### [REQUIREMENT]
Below are records; report the number of lines among them that include the word "crowd", and nothing further.

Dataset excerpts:
______________________________
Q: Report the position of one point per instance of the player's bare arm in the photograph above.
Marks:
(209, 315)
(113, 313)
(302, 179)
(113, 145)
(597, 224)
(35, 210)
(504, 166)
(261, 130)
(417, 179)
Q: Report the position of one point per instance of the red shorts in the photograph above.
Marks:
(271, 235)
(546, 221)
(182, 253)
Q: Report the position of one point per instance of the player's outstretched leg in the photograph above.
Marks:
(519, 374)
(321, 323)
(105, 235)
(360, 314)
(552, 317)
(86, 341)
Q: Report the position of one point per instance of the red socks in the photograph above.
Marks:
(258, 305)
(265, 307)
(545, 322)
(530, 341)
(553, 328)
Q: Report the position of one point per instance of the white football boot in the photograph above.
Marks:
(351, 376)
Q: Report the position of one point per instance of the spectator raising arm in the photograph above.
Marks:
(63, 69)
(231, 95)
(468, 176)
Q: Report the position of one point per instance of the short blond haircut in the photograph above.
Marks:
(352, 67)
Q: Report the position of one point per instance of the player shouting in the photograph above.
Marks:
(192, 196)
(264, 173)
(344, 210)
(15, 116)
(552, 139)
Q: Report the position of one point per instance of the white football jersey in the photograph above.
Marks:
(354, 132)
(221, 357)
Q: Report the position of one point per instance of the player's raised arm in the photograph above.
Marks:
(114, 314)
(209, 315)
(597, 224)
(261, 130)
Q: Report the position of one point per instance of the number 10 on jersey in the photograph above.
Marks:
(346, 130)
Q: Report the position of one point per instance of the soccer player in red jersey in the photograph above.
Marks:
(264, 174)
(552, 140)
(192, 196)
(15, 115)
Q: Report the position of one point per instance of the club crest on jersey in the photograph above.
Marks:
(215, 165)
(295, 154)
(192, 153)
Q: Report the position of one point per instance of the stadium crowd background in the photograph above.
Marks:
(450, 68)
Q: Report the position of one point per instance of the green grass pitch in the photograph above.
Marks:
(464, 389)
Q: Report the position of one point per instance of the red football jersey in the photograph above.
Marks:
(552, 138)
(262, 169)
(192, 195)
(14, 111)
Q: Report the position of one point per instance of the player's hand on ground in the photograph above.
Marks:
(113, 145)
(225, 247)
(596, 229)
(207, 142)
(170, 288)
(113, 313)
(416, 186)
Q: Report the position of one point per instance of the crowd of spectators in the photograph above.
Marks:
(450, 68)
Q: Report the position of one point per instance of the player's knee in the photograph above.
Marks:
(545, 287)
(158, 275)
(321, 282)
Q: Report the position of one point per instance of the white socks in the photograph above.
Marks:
______________________________
### [TASK ANSWER]
2